• GOAL OF THE EXERCISE: Would you please output the data exactly, omitting no line?

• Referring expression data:
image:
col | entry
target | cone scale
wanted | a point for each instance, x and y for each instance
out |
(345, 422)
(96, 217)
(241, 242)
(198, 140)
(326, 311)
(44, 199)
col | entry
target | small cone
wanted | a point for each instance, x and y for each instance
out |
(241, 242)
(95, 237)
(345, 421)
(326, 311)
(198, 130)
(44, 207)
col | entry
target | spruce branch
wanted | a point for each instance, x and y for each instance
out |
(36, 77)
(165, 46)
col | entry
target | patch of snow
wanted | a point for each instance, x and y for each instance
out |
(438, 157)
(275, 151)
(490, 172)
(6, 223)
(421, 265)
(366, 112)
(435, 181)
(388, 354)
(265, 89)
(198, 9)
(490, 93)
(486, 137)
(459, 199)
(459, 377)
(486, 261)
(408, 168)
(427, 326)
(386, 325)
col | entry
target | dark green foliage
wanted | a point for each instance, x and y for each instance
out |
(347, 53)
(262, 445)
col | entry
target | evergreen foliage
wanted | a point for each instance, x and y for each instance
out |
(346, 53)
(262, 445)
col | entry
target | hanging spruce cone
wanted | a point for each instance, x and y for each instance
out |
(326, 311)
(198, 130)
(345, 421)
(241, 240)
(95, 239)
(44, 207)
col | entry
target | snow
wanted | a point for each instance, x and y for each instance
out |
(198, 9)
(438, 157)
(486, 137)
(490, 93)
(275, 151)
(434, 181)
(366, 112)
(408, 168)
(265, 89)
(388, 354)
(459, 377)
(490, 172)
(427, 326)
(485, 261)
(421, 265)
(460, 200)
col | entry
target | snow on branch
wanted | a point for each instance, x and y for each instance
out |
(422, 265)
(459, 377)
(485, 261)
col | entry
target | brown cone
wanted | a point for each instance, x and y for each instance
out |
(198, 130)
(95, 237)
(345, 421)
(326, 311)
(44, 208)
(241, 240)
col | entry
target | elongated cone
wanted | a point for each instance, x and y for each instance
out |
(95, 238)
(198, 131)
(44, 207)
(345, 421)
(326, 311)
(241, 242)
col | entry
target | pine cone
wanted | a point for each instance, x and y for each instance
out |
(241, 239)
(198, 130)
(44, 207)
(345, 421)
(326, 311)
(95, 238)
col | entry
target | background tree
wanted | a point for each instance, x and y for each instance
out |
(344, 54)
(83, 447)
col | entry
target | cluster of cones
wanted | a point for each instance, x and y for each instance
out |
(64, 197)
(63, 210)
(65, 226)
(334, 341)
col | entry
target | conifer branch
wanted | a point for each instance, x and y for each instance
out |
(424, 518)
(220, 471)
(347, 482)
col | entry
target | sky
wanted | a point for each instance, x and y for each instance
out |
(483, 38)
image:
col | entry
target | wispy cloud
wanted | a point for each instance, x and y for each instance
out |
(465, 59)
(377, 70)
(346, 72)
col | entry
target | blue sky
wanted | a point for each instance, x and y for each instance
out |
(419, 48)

• PROBLEM SOLUTION:
image:
col | entry
target | cone scale
wanted | a point for each instance, x and y for each instance
out |
(345, 422)
(96, 217)
(241, 242)
(198, 140)
(326, 311)
(44, 199)
col | entry
target | small cone
wanted | a point for each instance, x and y for each instance
out |
(241, 242)
(95, 237)
(345, 421)
(326, 311)
(198, 130)
(44, 207)
col | entry
target | spruce branch
wanted | a point for each instance, x and y for each instance
out |
(36, 77)
(165, 46)
col | entry
target | patch of snow
wanted | a point for each instance, x and y for each instance
out |
(438, 157)
(275, 151)
(490, 172)
(6, 223)
(421, 265)
(366, 112)
(435, 181)
(388, 354)
(265, 89)
(198, 9)
(490, 93)
(486, 137)
(459, 199)
(459, 377)
(486, 261)
(408, 168)
(427, 326)
(386, 325)
col | entry
target | dark green foliage
wanted | a point for each instance, x and y for each instance
out |
(347, 53)
(262, 445)
col | entry
target | evergreen foliage
wanted | a point for each instance, x and y for each instance
out |
(346, 53)
(262, 445)
col | entry
target | hanging spruce cone
wanted | a point for each instance, x and y for each instance
out |
(326, 311)
(198, 130)
(345, 421)
(241, 240)
(95, 239)
(44, 207)
col | entry
target | snow
wanted | a point for each instance, x and y for each instance
out |
(198, 9)
(438, 157)
(486, 137)
(490, 93)
(275, 151)
(434, 181)
(366, 112)
(408, 168)
(265, 89)
(388, 354)
(459, 377)
(490, 172)
(427, 326)
(485, 261)
(421, 265)
(460, 200)
col | entry
target | snow on branch
wanted | a point for each instance, x and y for each instance
out |
(422, 265)
(459, 377)
(485, 261)
col | entry
target | brown cone
wanted | a point for each instance, x and y for each instance
out |
(198, 130)
(95, 237)
(345, 421)
(326, 311)
(44, 208)
(241, 240)
col | entry
target | elongated cone
wanted | a point for each instance, x and y for each instance
out |
(95, 238)
(198, 131)
(44, 207)
(345, 421)
(326, 311)
(241, 242)
col | entry
target | pine cone
wanted | a point for each instance, x and y for each instance
out |
(241, 239)
(198, 130)
(44, 207)
(345, 421)
(326, 311)
(95, 238)
col | entry
target | background tree
wanted | a point for each instance, x and y for each instance
out |
(344, 54)
(83, 447)
col | entry
target | cluster of cones
wanted | a point for each instance, x and y for each instance
out |
(64, 197)
(63, 210)
(65, 226)
(334, 341)
col | entry
target | conifer branch
wanted | a point for each instance, x and y for each instance
out |
(424, 518)
(220, 471)
(347, 482)
col | entry
target | sky
wanted | a point for each instance, x and y for each instance
out |
(483, 38)
image:
col | entry
target | wispy cloud
wanted | a point for each instance, x and y for each instance
out |
(465, 59)
(377, 70)
(346, 72)
col | entry
target | blue sky
wanted | a point for each instance, x and y for each instance
out |
(419, 48)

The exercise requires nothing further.